### WORK TO COMPLETE
Lines holding the string "window" are the ones to copy from this listing.

### MATERIAL FOR THIS TASK
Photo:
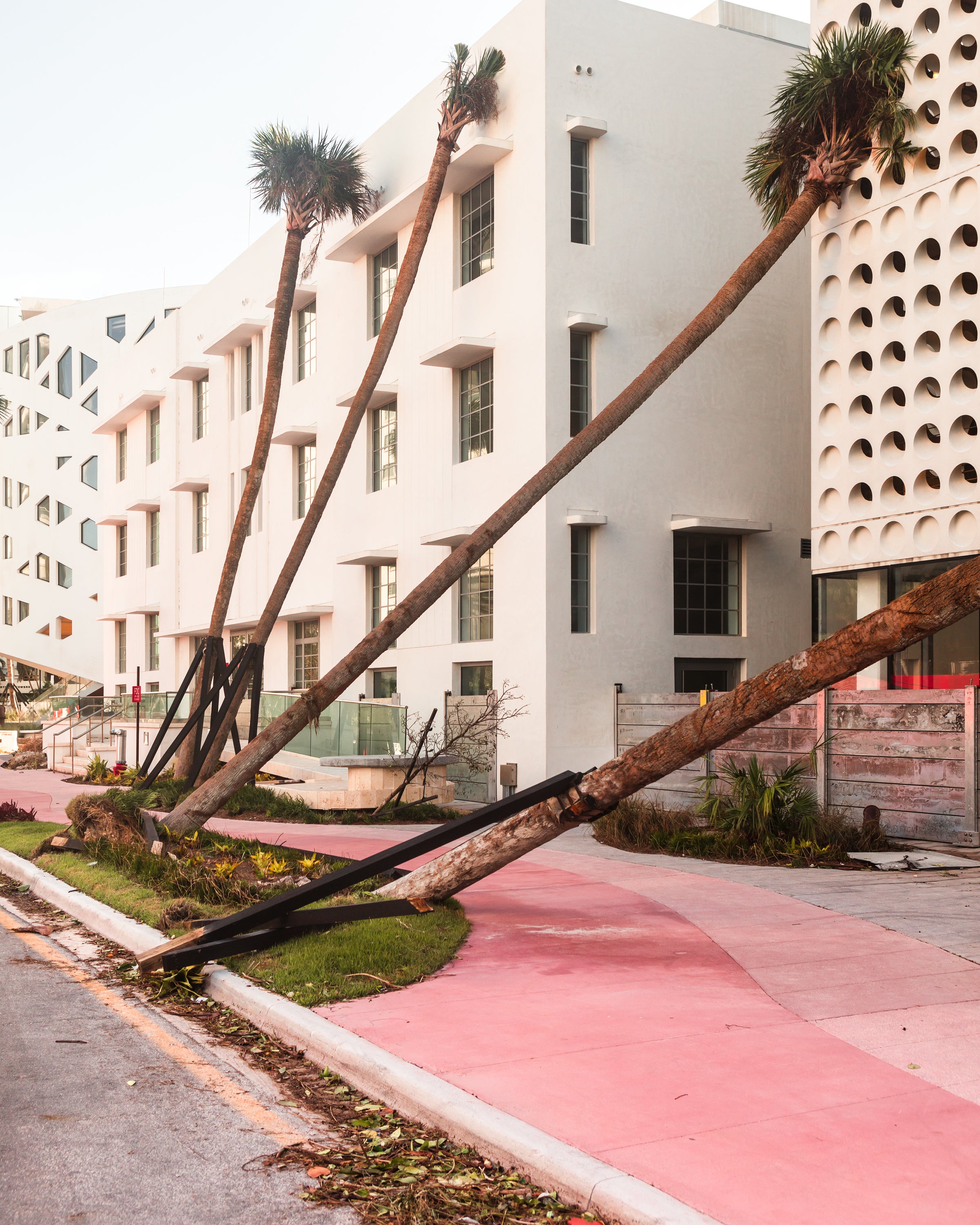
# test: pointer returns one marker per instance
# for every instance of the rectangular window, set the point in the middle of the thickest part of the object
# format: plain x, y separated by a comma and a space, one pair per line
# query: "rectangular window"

--

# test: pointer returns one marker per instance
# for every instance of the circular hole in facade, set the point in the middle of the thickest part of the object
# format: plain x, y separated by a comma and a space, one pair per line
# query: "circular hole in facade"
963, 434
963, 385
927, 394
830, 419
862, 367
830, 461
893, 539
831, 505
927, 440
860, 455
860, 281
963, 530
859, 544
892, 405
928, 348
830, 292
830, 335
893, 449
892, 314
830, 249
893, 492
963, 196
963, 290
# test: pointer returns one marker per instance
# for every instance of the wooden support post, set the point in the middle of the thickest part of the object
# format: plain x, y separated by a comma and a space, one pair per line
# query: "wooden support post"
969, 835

### TASK RESULT
# for every instance of the rectangular window, set the point in the middle of the thickest part of the object
# query: "rectangular window"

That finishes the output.